SOURCE EXCERPT.
^^^^

[<prev] [next>] [<thread-prev] [thread-next>] [day] [month] [year] [list]
Message-ID: <20130208165637.795a0859@riff.lan>
Date: Fri, 8 Feb 2013 16:56:37 -0600
From: Clark Williams <williams@...hat.com>
To: ebiederm@...ssion.com (Eric W. Biederman)
Cc: Josh Boyer <jwboyer@...hat.com>,
Andrew Morton <akpm@...ux-foundation.org>,
Al Viro <viro@...iv.linux.org.uk>,
Mel Gorman <mgorman@...e.de>, linux-kernel@...r.kernel.org
Subject: Re: Odd ENOMEM being returned in 3.8-rcX
On Fri, 08 Feb 2013 14:40:13 -0800
ebiederm@...ssion.com (Eric W. Biederman) wrote:
> Clark Williams <williams@...hat.com> writes:
>
> > The more I look at that the more I think I should nuke CLONE_NEWPID in
> > mock. It came in with a commit that added NEWIPC, which I think is valid
> > for mock managing a chroot, but we're not looking to do full-up
> > containers at this point and it looks like containers is the only place
> > you'd want to start a new set of pids.

^^^^

DATA SEGMENT.
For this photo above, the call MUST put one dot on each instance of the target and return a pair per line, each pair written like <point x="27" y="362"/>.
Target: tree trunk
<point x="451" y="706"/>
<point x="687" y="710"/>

^^^^

THINGS TO DO.
- 1) Summarize the mailing-list message about the odd ENOMEM error in two sentences.
- 2) Retype the stretch of the mailing-list message from "Cc: Josh Boyer" through "set of pids.".
- 3) Continue the mailing-list message about the ENOMEM error from the point where it stops.

TASK ANSWERS.
- 1) The message, dated February 8, 2013, is Clark Williams's reply to Eric W. Biederman in the thread "Odd ENOMEM being returned in 3.8-rcX." It quotes Williams's earlier view that he should remove CLONE_NEWPID from mock, because it came in with a commit that added NEWIPC and a new set of pids is only wanted for full containers, which mock is not trying to do at this point.

- 2)
Cc: Josh Boyer <jwboyer@...hat.com>,
Andrew Morton <akpm@...ux-foundation.org>,
Al Viro <viro@...iv.linux.org.uk>,
Mel Gorman <mgorman@...e.de>, linux-kernel@...r.kernel.org
Subject: Re: Odd ENOMEM being returned in 3.8-rcX
On Fri, 08 Feb 2013 14:40:13 -0800
ebiederm@...ssion.com (Eric W. Biederman) wrote:
> Clark Williams <williams@...hat.com> writes:
>
> > The more I look at that the more I think I should nuke CLONE_NEWPID in
> > mock. It came in with a commit that added NEWIPC, which I think is valid
> > for mock managing a chroot, but we're not looking to do full-up
> > containers at this point and it looks like containers is the only place
> > you'd want to start a new set of pids.

- 3)
>
> Just taking the code out seems reasonable. Howerver there is a
> practical use for a pid namespace in a setup like mock. A pid namespace
> makes it so your sub processes can not reparent and get away from you,
> which could be handy in case someone starts a system daemon in a post
> install script.
>
Ok, I *think* I'm up to speed now (I'm old and slow so gimme a break).
Unsharing pidns only works after your commit in 3.8; that's why my
unshare was always failing. Does it make sense for me to make an
additional unshare() call with just NEWPID as an argument? That is,
call unshare with the NEWNS, NEWIPC, and NEWUTS flags, then when that
succeeds, try NEWPID. If the NEWPID call succeeds, do:
pid = os.fork()
if pid:
os.waitpid(pid, 0)
So that the child continues on?
Clark
Download attachment "signature.asc" of type "application/pgp-signature" (199 bytes)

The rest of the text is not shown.